[Excerpted text]:
Documentation

The Reliquary Engine

A twelve-week independent study of rigorous conceptual art and metalsmithing research practice with Claude AI as academic interlocutor and humans as critics. May – July 2026. 






June 14-19, 2026

Week Nine

Anonymous Gifts


Week Nine of the Reliquary Engine has me following through on the inversion I started in Week 8 — and finding out it wasn't quite the inversion I thought.


Hello, weirdo
The backside, which spins on a central axis
At home on the windowsill, ready to roll



The Collision

Can the chaos of a katamari damacy ("clump spirit") serve as a vehicle for remembering? A living archive of collected objects, alive and even growing, rather than dead and entombed?



The Inquiry
What objects remember best? How do you joyfully celebrate the accumulation of a life — without the celebration curdling into something sentimental or something macabre?



The Challenge
Last week I was after a wearable katamari, tragic and joyful at once: human-scale belongings rolled up with frozen Charlotte doll parts, the huddle from Inside pressed into the clump from Katamari Damacy. I built it. The tragedy came easy — severed porcelain limbs will do that for free.

[Extracted entries]:

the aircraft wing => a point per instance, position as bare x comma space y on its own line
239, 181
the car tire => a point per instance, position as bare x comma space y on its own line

* * *

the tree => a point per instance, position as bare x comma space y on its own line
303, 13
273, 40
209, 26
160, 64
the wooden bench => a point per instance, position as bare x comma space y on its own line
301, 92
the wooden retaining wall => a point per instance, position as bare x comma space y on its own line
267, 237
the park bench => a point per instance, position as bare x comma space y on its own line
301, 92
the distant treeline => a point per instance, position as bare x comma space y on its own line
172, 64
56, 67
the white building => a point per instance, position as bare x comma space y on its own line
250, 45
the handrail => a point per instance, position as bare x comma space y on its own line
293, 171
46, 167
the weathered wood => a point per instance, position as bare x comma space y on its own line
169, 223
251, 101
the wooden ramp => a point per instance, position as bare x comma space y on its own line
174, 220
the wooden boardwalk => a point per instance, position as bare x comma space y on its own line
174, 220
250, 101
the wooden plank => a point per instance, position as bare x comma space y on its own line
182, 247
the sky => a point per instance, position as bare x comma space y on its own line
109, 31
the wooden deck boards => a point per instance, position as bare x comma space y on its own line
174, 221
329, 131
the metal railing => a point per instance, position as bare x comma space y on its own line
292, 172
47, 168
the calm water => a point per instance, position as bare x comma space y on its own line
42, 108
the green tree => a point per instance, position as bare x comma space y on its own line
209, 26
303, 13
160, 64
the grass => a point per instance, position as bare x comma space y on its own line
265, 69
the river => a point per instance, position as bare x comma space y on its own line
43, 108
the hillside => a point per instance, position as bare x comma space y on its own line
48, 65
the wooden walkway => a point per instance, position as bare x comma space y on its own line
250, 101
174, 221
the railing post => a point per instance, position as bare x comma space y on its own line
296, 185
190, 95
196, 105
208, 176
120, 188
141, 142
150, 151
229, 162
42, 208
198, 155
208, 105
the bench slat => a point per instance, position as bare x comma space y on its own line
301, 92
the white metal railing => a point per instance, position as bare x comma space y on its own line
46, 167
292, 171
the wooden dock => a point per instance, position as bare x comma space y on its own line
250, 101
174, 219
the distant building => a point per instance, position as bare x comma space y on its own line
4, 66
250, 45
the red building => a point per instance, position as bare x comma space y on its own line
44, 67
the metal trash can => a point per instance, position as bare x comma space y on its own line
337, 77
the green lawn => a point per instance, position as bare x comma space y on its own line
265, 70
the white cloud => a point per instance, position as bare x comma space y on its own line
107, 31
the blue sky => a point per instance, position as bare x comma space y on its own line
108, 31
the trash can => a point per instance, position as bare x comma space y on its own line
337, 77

[Using the information]:
a. Answer these questions from the Reliquary Engine page:
(i) How long does the independent study last, and in which months does it run?
(ii) What dates does Week Nine cover?
(iii) What translation is given for "katamari damacy"?
b. Reproduce the Reliquary Engine page from "June 14-19, 2026" to "inversion I thought.", and switch "inversion" to "reversal" each time it appears.
c. Decide whether each statement agrees with the Reliquary Engine page, and back each yes or no with the deciding words from the page:
(i) The study gives humans the role of critics.
(ii) The tragedy in last week's wearable piece was hard to achieve.
(iii) The inversion followed in Week Nine was begun in Week 8.

[Answers per task]:
a.
(i) Twelve weeks, May – July 2026.
(ii) June 14-19, 2026.
(iii) "clump spirit"

b.
June 14-19, 2026

Week Nine

Anonymous Gifts


Week Nine of the Reliquary Engine has me following through on the reversal I started in Week 8 — and finding out it wasn't quite the reversal I thought.

c.
(i) Yes: "with Claude AI as academic interlocutor and humans as critics"
(ii) No: "The tragedy came easy"
(iii) Yes: "following through on the inversion I started in Week 8"